## [Job]
Reproduce each of the entries below verbatim, in the order given.

— START OF Data provided —

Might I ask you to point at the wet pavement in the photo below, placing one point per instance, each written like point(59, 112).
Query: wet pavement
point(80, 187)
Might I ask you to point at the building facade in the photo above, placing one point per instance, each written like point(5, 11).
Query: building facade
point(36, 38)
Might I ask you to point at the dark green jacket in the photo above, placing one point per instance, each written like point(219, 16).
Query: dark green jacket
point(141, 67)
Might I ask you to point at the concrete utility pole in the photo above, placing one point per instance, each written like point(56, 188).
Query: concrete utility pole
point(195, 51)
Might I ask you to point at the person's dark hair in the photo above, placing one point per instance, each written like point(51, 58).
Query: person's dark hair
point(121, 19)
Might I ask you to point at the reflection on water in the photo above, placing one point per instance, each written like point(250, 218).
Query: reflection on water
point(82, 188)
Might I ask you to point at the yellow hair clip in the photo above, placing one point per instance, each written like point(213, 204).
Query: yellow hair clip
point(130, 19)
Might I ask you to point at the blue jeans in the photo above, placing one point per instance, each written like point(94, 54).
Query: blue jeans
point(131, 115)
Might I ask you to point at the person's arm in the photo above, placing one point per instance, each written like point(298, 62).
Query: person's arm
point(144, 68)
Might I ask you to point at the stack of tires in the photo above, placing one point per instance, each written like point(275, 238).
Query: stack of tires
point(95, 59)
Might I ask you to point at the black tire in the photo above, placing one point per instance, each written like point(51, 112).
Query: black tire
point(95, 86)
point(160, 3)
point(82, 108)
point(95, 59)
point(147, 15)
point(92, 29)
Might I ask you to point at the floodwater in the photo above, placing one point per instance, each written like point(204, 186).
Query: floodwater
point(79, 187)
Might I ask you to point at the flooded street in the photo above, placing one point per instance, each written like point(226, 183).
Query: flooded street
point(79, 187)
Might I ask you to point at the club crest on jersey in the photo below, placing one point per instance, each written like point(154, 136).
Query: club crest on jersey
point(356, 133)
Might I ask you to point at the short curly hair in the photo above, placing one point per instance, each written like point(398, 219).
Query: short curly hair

— END OF Data provided —

## [Solution to this exercise]
Might I ask you to point at the wet pavement in the photo below, placing one point per instance, each written like point(59, 112).
Query: wet pavement
point(80, 187)
Might I ask you to point at the building facade in the photo above, placing one point per instance, each written like point(5, 11).
Query: building facade
point(36, 38)
Might I ask you to point at the dark green jacket in the photo above, placing one point per instance, each written like point(219, 16).
Query: dark green jacket
point(141, 67)
Might I ask you to point at the concrete utility pole in the photo above, placing one point per instance, each written like point(56, 188).
Query: concrete utility pole
point(195, 51)
Might I ask you to point at the person's dark hair in the photo above, placing one point per instance, each written like point(51, 58).
Query: person's dark hair
point(121, 19)
Might I ask you to point at the reflection on water in the photo above, placing one point per instance, each written like point(250, 218).
Query: reflection on water
point(82, 188)
Might I ask you to point at the yellow hair clip in the photo above, placing one point per instance, each written like point(213, 204).
Query: yellow hair clip
point(130, 19)
Might I ask you to point at the blue jeans in the photo above, placing one point per instance, each written like point(94, 54).
Query: blue jeans
point(131, 115)
Might I ask you to point at the person's arm in the photo above, placing one point per instance, each written like point(298, 62).
Query: person's arm
point(144, 68)
Might I ask you to point at the stack of tires in the photo above, placing one point per instance, each written like point(275, 238).
Query: stack of tires
point(95, 59)
Might I ask you to point at the black tire in the photo above, placing one point per instance, each written like point(51, 112).
Query: black tire
point(95, 86)
point(160, 3)
point(82, 108)
point(95, 59)
point(147, 15)
point(92, 29)
Might I ask you to point at the floodwater in the photo above, placing one point per instance, each written like point(204, 186).
Query: floodwater
point(79, 187)
Might I ask you to point at the flooded street in the photo above, placing one point per instance, each written like point(226, 183).
Query: flooded street
point(79, 187)
Might I ask you to point at the club crest on jersey in the photo below, placing one point per instance, each written like point(154, 136).
Query: club crest on jersey
point(356, 133)
Might I ask you to point at the short curly hair in the photo above, placing one point per instance, each written like point(398, 219).
Query: short curly hair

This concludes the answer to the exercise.